The records below are to be reproduced word for word.

(Records provided Opens)

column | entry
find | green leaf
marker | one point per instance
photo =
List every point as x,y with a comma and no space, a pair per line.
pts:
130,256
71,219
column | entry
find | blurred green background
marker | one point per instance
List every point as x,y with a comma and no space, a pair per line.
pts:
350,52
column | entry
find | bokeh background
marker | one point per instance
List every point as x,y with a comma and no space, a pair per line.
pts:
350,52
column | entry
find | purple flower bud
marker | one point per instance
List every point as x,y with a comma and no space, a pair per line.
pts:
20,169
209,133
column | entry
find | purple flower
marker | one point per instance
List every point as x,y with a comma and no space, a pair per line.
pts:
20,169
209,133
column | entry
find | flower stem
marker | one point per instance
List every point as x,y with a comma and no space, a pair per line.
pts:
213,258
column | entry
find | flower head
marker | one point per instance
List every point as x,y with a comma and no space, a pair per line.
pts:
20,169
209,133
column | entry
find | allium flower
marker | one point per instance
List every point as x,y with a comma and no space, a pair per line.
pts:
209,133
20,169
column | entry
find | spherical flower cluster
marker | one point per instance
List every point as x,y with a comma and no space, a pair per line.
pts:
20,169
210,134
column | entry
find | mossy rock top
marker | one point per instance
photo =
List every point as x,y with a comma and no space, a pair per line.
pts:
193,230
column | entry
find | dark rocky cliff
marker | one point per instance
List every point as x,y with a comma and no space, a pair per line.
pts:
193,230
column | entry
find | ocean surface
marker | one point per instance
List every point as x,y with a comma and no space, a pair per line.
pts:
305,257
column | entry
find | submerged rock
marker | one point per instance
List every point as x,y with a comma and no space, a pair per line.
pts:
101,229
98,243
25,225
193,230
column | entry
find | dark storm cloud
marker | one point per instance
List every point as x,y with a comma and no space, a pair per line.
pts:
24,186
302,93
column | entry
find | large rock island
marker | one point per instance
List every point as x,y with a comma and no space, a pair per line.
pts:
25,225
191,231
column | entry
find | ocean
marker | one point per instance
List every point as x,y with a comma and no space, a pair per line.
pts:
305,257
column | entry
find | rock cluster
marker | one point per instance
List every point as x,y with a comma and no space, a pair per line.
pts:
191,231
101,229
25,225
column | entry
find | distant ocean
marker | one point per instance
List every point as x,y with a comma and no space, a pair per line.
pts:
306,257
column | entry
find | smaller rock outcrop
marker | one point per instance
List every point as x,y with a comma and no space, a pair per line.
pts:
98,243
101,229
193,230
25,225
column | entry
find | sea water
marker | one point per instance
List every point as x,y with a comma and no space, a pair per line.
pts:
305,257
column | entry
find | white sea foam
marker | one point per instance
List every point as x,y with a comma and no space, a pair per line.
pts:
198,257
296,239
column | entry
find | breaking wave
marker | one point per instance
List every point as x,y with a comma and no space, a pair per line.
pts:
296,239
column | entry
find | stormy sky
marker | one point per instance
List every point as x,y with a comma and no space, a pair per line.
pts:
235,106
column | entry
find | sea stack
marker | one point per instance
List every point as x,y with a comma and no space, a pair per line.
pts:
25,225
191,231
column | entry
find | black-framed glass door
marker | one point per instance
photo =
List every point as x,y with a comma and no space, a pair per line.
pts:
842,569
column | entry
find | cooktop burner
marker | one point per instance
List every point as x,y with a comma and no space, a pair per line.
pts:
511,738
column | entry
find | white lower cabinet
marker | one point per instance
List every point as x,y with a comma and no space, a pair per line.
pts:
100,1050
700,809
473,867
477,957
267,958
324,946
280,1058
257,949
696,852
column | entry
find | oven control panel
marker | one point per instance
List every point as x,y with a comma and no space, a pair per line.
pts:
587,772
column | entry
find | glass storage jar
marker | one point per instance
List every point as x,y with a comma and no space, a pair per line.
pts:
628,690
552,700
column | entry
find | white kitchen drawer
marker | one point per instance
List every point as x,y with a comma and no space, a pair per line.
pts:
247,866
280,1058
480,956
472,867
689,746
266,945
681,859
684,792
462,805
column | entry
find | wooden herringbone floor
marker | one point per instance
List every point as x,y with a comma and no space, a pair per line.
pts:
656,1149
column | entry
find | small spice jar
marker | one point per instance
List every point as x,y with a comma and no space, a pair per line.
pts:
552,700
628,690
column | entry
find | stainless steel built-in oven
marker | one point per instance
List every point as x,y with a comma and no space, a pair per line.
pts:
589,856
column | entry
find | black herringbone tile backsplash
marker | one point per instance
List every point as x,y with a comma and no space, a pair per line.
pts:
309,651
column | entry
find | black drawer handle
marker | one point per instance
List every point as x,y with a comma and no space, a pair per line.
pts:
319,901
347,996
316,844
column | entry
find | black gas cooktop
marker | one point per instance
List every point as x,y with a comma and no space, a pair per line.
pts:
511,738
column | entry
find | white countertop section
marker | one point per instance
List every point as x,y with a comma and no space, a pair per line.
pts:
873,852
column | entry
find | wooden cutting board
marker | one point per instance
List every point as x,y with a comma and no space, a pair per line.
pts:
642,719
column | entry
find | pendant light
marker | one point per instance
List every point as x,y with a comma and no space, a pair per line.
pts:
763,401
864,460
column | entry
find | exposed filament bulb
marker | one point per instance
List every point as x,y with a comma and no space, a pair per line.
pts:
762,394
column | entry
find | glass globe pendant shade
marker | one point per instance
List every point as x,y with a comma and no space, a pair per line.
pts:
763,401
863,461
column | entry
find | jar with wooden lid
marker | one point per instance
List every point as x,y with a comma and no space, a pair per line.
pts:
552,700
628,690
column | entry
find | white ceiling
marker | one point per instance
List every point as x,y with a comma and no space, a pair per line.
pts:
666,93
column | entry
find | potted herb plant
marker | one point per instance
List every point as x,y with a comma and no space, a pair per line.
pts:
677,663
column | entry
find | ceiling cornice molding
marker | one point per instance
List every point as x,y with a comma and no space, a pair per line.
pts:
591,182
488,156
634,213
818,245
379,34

(Records provided Closes)

→ **Result of this task**
column | entry
find | green leaf
marker | one point per instance
photo =
List every point as x,y with a comma and no space, a pair per line.
pts:
130,256
71,219
column | entry
find | blurred green background
marker | one point per instance
List every point as x,y with a comma and no space, a pair per line.
pts:
350,52
column | entry
find | bokeh background
marker | one point per instance
List every point as x,y with a comma and no space, a pair per line.
pts:
350,52
column | entry
find | purple flower bud
marker | one point per instance
List every point as x,y with a comma and no space, a pair per line.
pts:
20,169
209,133
column | entry
find | purple flower
marker | one point per instance
List every point as x,y with a comma and no space, a pair per line.
pts:
20,169
209,133
column | entry
find | flower stem
marker | one point per instance
List every point as x,y with a comma and no space, a pair per line.
pts:
213,258
column | entry
find | flower head
marker | one point per instance
List every point as x,y with a comma and no space, a pair per line.
pts:
20,169
209,133
column | entry
find | allium flower
marker | one point per instance
List every point as x,y with a comma and no space, a pair per line.
pts:
209,133
20,169
column | entry
find | spherical flower cluster
marker | one point per instance
List every point as x,y with a comma and no space, a pair per line.
pts:
20,169
210,134
column | entry
find | mossy rock top
marker | one point per instance
photo =
List every point as x,y with a comma and no space, a pair per line.
pts:
193,230
column | entry
find | dark rocky cliff
marker | one point per instance
List every point as x,y with a comma and no space, a pair per line.
pts:
193,230
column | entry
find | ocean surface
marker | one point per instance
List every point as x,y with a comma and no space, a pair per line.
pts:
305,257
column | entry
find | submerged rock
marker | one point per instance
List every point as x,y with a comma and no space, a pair per line.
pts:
101,229
98,243
25,225
193,230
column | entry
find | dark storm cloud
marker | one point per instance
List every point as x,y with a comma and no space, a pair per line.
pts:
24,186
302,93
column | entry
find | large rock island
marker | one point per instance
List every point as x,y with a comma and no space, a pair per line.
pts:
25,225
191,231
column | entry
find | ocean
marker | one point per instance
List every point as x,y with a comma and no space, a pair per line.
pts:
305,257
column | entry
find | rock cluster
marker | one point per instance
List every point as x,y with a comma and no space, a pair per line.
pts:
191,231
101,229
25,225
column | entry
find | distant ocean
marker | one point per instance
List every point as x,y with a comma and no space, a pair per line.
pts:
306,257
column | entry
find | smaller rock outcrop
marker | one point per instance
List every point as x,y with a comma and no space, a pair per line.
pts:
98,243
101,229
193,230
25,225
column | entry
find | sea water
marker | one point per instance
List every point as x,y with a comma and no space, a pair per line.
pts:
305,257
column | entry
find | white sea foam
marker | one point per instance
List every point as x,y with a comma and no space, a pair per line.
pts:
198,257
296,239
column | entry
find | breaking wave
marker | one point per instance
List every point as x,y with a comma and no space, a pair per line.
pts:
296,239
column | entry
find | stormy sky
marker | one point per instance
List every point as x,y with a comma and no space, a pair per line.
pts:
235,106
column | entry
find | sea stack
marker | one point per instance
List every point as x,y with a comma and no space, a pair per line.
pts:
25,225
191,231
column | entry
find | black-framed glass door
marker | one point per instance
photo =
List every point as x,y with a comma and no space, a pair per line.
pts:
842,569
column | entry
find | cooktop burner
marker | one point per instance
List every point as x,y with a comma and no space, a pair per line.
pts:
511,738
column | entry
find | white lower cabinet
marker | one point per instance
List every point as x,y with a comma and no space, a pair per line.
pts:
100,1050
700,809
473,867
477,957
267,958
324,946
280,1058
257,949
696,852
column | entry
find | oven control panel
marker | one point per instance
List every point as x,y with a comma and no space, a pair per line.
pts:
587,772
column | entry
find | glass storage jar
marker | one point per instance
List every point as x,y with a comma and no space, a pair per line.
pts:
628,690
552,700
column | entry
find | white kitchen drawer
marker | one point per instance
List every point as x,y with a comma and no space, a pair per line.
pts:
247,866
280,1058
480,956
472,867
689,746
266,945
681,859
684,792
462,805
column | entry
find | wooden herringbone floor
marker | one point per instance
List every point as x,y with a comma and no space, a pair per line.
pts:
656,1149
column | entry
find | small spice jar
marker | one point per instance
List every point as x,y with a comma and no space, a pair per line.
pts:
552,700
628,690
column | entry
find | stainless steel built-in oven
marker | one point per instance
List every point as x,y with a comma and no space, a pair per line.
pts:
589,856
column | entry
find | black herringbone tile backsplash
marker | one point per instance
List every point as x,y with a comma and no space, a pair per line.
pts:
309,651
column | entry
find | black drawer handle
marker | one point per instance
List every point as x,y with a comma and no space, a pair per line.
pts:
319,901
347,996
316,844
column | entry
find | black gas cooktop
marker | one point per instance
List every point as x,y with a comma and no space, a pair per line.
pts:
511,738
column | entry
find | white countertop section
marker | one point per instance
List every point as x,y with a comma and no space, a pair per line.
pts:
873,852
column | entry
find | wooden cutting board
marker | one point per instance
List every point as x,y with a comma and no space, a pair per line.
pts:
642,719
column | entry
find | pendant light
marker | one point per instance
List every point as x,y with a comma and no space, a pair per line.
pts:
763,401
864,460
column | entry
find | exposed filament bulb
marker | one point per instance
List every point as x,y with a comma and no space, a pair per line.
pts:
762,394
column | entry
find | glass globe pendant shade
marker | one point per instance
List every point as x,y with a comma and no space, a pair per line.
pts:
763,401
863,461
column | entry
find | jar with wooden lid
marker | one point per instance
List every point as x,y with a comma and no space, a pair per line.
pts:
552,700
628,690
column | entry
find | white ceiling
marker | one point per instance
List every point as x,y with a comma and no space, a pair per line.
pts:
666,93
column | entry
find | potted herb plant
marker | one point per instance
List every point as x,y with a comma and no space, a pair per line.
pts:
677,663
column | entry
find | ceiling cornice molding
marker | one point per instance
List every point as x,y with a comma and no space, a pair per line.
pts:
591,182
488,156
634,213
818,245
379,34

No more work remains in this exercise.